» TASK PROMPT: Reproduce as a numbered list, without blank lines, only the lines of the listing below that begin at the line containing "of the gravel" and run through the line containing "(1088, 661)", with both of those lines included.

» INFORMATION SHOWN:
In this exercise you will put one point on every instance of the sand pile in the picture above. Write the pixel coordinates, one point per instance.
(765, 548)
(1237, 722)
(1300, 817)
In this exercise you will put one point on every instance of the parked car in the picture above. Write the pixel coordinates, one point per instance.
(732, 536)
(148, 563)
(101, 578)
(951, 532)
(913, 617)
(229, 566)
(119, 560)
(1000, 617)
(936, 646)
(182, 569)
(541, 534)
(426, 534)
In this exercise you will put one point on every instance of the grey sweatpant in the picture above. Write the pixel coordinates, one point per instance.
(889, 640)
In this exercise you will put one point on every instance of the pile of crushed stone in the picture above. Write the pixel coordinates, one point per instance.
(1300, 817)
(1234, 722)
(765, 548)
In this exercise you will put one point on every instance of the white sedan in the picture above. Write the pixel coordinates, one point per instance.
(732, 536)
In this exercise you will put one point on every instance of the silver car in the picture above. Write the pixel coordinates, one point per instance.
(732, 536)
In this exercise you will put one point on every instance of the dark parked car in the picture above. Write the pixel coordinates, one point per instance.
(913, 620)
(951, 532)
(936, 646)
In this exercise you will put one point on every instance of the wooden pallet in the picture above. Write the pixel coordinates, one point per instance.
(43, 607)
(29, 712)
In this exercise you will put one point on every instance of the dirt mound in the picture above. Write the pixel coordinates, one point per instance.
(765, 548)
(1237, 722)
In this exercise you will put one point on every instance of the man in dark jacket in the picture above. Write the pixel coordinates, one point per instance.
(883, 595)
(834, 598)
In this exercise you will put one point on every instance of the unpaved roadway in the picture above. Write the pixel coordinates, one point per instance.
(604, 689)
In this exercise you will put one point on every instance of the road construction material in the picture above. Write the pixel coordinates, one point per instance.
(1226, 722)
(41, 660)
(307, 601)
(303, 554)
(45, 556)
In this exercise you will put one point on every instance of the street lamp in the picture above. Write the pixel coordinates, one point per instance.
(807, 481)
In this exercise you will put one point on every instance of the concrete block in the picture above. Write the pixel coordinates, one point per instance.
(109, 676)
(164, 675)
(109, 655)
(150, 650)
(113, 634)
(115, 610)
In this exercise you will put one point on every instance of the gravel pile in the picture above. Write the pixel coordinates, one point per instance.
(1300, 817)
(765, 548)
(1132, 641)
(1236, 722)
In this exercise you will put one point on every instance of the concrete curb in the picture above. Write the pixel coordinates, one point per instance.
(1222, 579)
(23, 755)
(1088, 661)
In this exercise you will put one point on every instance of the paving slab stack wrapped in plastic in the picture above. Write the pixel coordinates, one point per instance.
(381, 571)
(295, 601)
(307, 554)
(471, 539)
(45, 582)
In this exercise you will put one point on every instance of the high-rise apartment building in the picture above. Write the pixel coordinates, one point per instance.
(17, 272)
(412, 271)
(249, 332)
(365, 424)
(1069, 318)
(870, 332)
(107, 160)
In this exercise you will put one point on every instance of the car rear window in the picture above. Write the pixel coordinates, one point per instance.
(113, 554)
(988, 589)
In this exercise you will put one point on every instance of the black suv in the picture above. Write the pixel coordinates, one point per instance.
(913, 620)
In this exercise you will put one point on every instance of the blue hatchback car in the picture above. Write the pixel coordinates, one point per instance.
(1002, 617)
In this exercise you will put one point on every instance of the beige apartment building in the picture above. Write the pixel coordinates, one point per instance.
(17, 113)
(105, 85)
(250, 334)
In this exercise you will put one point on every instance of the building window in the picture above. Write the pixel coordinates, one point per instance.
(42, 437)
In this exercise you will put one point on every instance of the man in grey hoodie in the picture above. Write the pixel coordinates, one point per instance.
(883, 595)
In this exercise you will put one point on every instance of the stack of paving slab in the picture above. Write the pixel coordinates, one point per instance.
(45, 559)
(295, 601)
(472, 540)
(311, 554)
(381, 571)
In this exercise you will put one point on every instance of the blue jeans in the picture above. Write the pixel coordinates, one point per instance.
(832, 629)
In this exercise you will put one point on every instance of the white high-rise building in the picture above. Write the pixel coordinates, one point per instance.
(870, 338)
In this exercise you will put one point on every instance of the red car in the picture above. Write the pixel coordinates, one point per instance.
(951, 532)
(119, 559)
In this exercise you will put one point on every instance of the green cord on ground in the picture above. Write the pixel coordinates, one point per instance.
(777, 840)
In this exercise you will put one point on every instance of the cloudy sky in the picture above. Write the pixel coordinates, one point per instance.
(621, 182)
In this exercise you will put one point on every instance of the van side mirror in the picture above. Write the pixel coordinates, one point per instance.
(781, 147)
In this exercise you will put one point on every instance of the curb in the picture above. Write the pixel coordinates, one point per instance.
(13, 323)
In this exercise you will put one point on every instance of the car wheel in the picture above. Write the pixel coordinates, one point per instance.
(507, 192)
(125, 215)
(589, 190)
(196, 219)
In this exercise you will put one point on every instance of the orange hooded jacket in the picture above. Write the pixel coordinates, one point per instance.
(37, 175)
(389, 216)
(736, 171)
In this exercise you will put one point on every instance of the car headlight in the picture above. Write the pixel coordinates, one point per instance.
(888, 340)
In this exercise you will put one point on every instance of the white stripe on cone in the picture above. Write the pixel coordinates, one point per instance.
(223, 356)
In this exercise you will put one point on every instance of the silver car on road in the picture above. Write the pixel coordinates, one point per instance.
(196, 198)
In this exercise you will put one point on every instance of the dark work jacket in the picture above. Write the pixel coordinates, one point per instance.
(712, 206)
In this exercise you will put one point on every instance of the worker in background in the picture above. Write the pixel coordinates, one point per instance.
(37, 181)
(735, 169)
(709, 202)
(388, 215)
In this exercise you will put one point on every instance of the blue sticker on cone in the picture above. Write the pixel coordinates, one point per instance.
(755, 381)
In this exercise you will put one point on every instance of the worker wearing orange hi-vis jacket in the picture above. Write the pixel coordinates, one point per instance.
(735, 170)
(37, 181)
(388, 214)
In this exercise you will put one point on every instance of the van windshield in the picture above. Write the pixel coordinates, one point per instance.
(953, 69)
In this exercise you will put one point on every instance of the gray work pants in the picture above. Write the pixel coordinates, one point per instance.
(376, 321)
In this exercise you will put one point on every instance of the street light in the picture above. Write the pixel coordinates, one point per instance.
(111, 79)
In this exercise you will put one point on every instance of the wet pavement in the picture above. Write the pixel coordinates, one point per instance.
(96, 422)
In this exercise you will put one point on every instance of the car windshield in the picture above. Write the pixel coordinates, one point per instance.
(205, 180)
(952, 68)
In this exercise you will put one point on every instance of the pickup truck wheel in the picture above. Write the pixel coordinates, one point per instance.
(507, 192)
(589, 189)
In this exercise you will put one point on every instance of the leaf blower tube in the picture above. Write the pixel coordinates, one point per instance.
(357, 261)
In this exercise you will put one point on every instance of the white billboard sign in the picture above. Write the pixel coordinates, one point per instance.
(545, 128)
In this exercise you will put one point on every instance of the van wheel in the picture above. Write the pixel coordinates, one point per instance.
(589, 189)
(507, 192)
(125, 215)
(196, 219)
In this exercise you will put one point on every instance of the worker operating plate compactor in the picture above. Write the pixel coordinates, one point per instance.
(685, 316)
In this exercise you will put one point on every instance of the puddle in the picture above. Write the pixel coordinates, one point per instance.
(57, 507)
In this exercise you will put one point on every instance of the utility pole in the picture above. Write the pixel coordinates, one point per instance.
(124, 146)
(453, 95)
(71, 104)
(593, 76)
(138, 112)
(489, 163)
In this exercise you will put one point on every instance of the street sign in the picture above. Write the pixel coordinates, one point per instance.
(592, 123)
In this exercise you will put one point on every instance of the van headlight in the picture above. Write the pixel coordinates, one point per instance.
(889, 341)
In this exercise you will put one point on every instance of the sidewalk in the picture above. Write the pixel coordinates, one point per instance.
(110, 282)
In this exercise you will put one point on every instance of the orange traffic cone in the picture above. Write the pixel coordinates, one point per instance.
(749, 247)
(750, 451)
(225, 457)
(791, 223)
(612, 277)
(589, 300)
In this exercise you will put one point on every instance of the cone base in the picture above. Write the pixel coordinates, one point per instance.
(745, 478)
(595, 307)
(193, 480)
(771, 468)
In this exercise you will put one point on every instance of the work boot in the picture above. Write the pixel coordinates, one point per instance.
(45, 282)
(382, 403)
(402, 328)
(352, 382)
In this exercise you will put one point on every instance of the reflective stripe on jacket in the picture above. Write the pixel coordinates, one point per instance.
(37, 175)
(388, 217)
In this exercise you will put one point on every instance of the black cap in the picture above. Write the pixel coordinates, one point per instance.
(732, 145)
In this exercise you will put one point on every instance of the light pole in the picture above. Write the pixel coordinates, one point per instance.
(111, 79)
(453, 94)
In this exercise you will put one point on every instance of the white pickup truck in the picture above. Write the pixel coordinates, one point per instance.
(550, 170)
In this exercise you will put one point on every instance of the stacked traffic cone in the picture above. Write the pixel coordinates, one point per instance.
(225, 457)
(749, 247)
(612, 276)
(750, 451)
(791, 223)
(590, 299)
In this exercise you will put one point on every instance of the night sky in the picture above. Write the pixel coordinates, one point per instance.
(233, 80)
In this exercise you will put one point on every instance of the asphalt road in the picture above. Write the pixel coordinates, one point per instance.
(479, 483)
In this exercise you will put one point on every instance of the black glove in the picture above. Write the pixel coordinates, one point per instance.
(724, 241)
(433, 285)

» TASK ANSWER:
1. In this exercise you will put one point on every instance of the gravel pile in the picture above. Write the pixel coordinates, one point per instance.
2. (1300, 817)
3. (765, 548)
4. (1132, 641)
5. (1236, 722)
6. In this exercise you will put one point on every instance of the concrete curb in the picture above. Write the pixel coordinates, one point per instance.
7. (1222, 579)
8. (23, 755)
9. (1088, 661)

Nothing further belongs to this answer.